# Data for this task

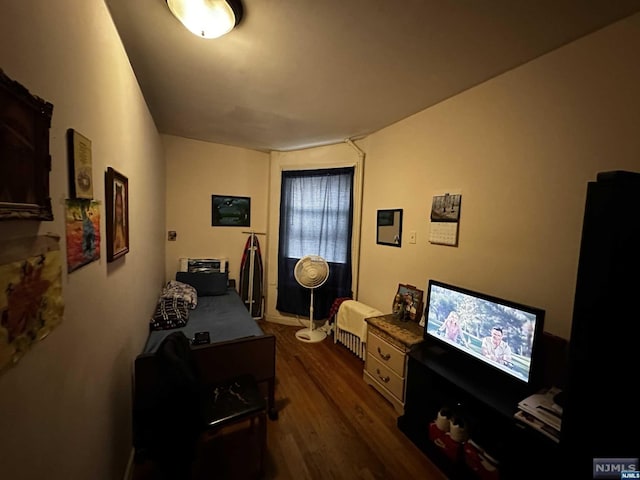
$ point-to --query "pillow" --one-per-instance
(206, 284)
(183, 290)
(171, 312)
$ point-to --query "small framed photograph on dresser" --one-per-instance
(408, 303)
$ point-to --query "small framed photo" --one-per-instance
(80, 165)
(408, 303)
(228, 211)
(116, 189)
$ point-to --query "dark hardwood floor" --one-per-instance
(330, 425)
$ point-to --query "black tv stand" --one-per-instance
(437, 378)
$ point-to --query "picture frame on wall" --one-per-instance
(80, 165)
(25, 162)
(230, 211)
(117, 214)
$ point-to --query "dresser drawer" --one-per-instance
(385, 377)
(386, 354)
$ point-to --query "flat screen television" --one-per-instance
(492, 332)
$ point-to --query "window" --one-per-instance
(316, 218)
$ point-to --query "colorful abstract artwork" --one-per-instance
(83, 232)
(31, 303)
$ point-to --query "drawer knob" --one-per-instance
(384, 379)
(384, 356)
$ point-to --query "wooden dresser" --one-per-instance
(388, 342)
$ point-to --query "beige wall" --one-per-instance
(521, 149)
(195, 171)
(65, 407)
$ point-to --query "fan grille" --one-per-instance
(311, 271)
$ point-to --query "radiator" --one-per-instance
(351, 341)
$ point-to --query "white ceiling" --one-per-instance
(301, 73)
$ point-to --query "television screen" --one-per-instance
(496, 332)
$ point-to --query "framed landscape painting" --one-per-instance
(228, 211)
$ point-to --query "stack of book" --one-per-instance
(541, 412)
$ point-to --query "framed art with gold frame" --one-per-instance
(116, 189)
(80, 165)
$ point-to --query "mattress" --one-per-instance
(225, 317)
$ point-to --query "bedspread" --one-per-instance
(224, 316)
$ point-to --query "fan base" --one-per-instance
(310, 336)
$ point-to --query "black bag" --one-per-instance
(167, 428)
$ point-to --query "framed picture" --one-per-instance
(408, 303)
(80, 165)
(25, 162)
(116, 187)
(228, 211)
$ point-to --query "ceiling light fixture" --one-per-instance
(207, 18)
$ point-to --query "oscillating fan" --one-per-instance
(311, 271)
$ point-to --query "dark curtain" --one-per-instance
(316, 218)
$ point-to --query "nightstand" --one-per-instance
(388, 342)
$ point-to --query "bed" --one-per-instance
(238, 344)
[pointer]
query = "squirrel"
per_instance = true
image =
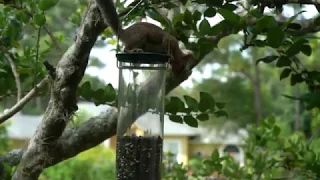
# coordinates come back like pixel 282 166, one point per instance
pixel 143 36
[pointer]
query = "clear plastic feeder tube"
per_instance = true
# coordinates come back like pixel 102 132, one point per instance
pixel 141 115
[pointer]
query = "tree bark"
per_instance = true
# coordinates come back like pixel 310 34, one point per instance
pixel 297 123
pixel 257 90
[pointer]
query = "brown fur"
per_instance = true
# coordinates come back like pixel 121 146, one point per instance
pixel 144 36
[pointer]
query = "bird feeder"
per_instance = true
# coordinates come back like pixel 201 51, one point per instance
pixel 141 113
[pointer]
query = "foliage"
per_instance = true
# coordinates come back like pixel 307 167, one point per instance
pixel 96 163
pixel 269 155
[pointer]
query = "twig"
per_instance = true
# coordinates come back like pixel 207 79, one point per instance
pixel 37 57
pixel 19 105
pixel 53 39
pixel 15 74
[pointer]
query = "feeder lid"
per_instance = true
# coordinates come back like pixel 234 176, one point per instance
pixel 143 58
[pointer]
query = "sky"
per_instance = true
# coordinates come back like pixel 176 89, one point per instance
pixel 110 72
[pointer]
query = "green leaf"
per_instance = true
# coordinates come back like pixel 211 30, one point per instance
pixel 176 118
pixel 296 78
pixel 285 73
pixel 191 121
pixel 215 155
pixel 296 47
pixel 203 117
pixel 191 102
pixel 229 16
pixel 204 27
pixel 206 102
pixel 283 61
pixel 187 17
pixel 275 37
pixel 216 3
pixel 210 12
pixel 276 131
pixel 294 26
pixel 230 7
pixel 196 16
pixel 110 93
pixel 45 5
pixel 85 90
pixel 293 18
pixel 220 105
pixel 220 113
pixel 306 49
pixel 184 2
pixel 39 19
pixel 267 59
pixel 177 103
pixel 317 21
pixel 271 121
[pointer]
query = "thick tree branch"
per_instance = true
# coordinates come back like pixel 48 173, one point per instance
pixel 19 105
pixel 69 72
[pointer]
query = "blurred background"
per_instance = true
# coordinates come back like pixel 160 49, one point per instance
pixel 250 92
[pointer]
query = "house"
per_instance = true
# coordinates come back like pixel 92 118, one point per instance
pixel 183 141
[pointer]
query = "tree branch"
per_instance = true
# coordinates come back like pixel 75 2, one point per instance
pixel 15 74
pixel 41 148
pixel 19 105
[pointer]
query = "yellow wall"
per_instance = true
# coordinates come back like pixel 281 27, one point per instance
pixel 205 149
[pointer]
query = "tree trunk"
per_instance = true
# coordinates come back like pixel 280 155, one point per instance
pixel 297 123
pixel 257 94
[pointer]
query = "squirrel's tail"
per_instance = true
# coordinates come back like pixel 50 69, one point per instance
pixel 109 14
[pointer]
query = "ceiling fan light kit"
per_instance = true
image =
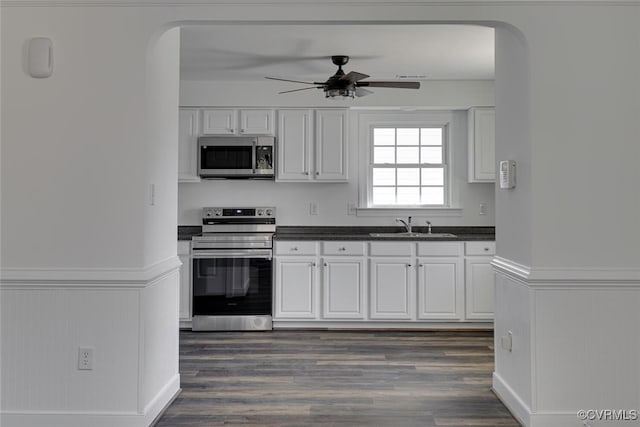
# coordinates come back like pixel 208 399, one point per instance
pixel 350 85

# Aim of the task
Leaving out the images, return the entries above exactly as they read.

# Exercise solution
$ point-to --query "pillow" --one-per-instance
(206, 284)
(183, 290)
(171, 312)
$ point-to --query "small framed photograph on dresser" --one-per-instance
(408, 303)
$ point-to --query "small framed photo" --one-per-instance
(80, 165)
(408, 303)
(228, 211)
(116, 189)
$ point-to --query "dark hardwood floor" --one-per-instance
(330, 425)
$ point-to --query "black tv stand" --one-per-instance
(437, 378)
$ point-to --query "picture frame on wall" --one-per-instance
(80, 165)
(25, 162)
(230, 211)
(117, 214)
$ point-to --query "dresser drawer" --one-per-instance
(385, 377)
(386, 354)
$ point-to --query "flat screen television" --one-per-instance
(492, 332)
$ point-to --query "window" --one-per-instance
(316, 218)
$ point-to --query "colorful abstract artwork" --one-per-instance
(83, 232)
(31, 303)
$ point-to --query "drawer knob" --one-per-instance
(384, 379)
(384, 356)
$ point-to --query "wooden dresser" --one-per-instance
(388, 342)
$ point-to --query "beige wall" --one-per-instance
(521, 149)
(195, 171)
(65, 407)
$ point-to --query "fan grille" --one-per-instance
(311, 271)
$ point-to --query "radiator" --one-per-instance
(351, 341)
$ point-to --query "white ceiling" --one-per-instance
(301, 73)
$ point-to --query "television screen" --one-per-instance
(496, 332)
$ point-to --query "framed landscape painting" --one-per-instance
(228, 211)
$ point-to --query "stack of book" --one-per-instance
(541, 412)
$ point-to --query "framed art with gold frame" --one-per-instance
(116, 189)
(80, 165)
$ point-to --query "mattress" --one-per-instance
(225, 317)
$ point-to --query "bedspread" --one-per-instance
(224, 316)
$ point-to --query "fan base" --one-per-instance
(310, 336)
$ point-to --query "black bag" --one-per-instance
(167, 428)
$ point-to --query "framed picture" --one-per-instance
(408, 303)
(80, 165)
(25, 162)
(116, 187)
(228, 211)
$ point-to --query "ceiling light fixture" --one-per-instance
(207, 18)
$ point-to --query "oscillating fan" --one-per-instance
(311, 271)
$ point-to --query "dark curtain" --one-per-instance
(316, 218)
$ point-to --query "nightstand" --one-per-instance
(388, 342)
$ point-to --query "bed" --one-per-instance
(238, 344)
[pointer]
query = "squirrel"
per_instance = true
image =
# coordinates come back like pixel 282 166, one point per instance
pixel 143 36
[pointer]
query = "clear plastic feeder tube"
per_instance = true
# coordinates come back like pixel 102 132, one point per instance
pixel 141 115
[pointer]
query = "tree bark"
per_instance = true
# coordinates come back like pixel 310 34, one point per instance
pixel 297 123
pixel 257 90
[pointer]
query = "brown fur"
per_instance = true
# coordinates come back like pixel 121 146, one point per instance
pixel 144 36
[pointer]
query = "bird feeder"
per_instance = true
# coordinates come back like pixel 201 51, one point per instance
pixel 141 113
[pointer]
query = "foliage"
per_instance = true
# coordinates come back like pixel 307 167, one point per instance
pixel 96 163
pixel 269 155
[pointer]
query = "twig"
per_instance = true
# coordinates come back like pixel 207 79, one point per instance
pixel 37 57
pixel 19 105
pixel 53 39
pixel 15 74
[pointer]
query = "feeder lid"
per_instance = true
# coordinates come back like pixel 234 176, one point per instance
pixel 143 58
[pointer]
query = "sky"
per_instance = true
# coordinates come back like pixel 176 89, one point per instance
pixel 110 72
[pointer]
query = "green leaf"
per_instance = true
# coordinates come back like pixel 211 30, one point per instance
pixel 176 118
pixel 296 78
pixel 285 73
pixel 191 121
pixel 215 155
pixel 296 47
pixel 203 117
pixel 191 102
pixel 229 16
pixel 204 27
pixel 206 102
pixel 283 61
pixel 187 17
pixel 275 37
pixel 216 3
pixel 210 12
pixel 276 131
pixel 294 26
pixel 230 7
pixel 196 16
pixel 110 93
pixel 45 5
pixel 85 90
pixel 293 18
pixel 220 105
pixel 220 113
pixel 306 49
pixel 184 2
pixel 39 19
pixel 267 59
pixel 177 103
pixel 317 21
pixel 271 121
[pointer]
query = "thick tree branch"
per_instance = true
# coordinates come back like pixel 48 173, one point per instance
pixel 19 105
pixel 69 72
[pointer]
query = "blurred background"
per_instance = true
# coordinates come back like pixel 160 49, one point per instance
pixel 250 92
[pointer]
query = "house"
per_instance = true
# coordinates come back like pixel 92 118, one point per instance
pixel 183 141
[pointer]
query = "tree branch"
per_instance = true
# coordinates come back like pixel 75 2, one point per instance
pixel 15 74
pixel 41 148
pixel 19 105
[pointer]
query = "yellow wall"
per_instance = true
# coordinates come back like pixel 281 27, one point per instance
pixel 205 149
[pointer]
query = "tree trunk"
per_instance = true
# coordinates come back like pixel 280 155, one point per instance
pixel 297 123
pixel 257 94
[pointer]
query = "squirrel's tail"
per_instance = true
# coordinates come back like pixel 50 69, one point per instance
pixel 109 14
[pointer]
query = "ceiling fan light kit"
per_instance = true
image =
# coordinates come back like pixel 208 399, one point per instance
pixel 350 85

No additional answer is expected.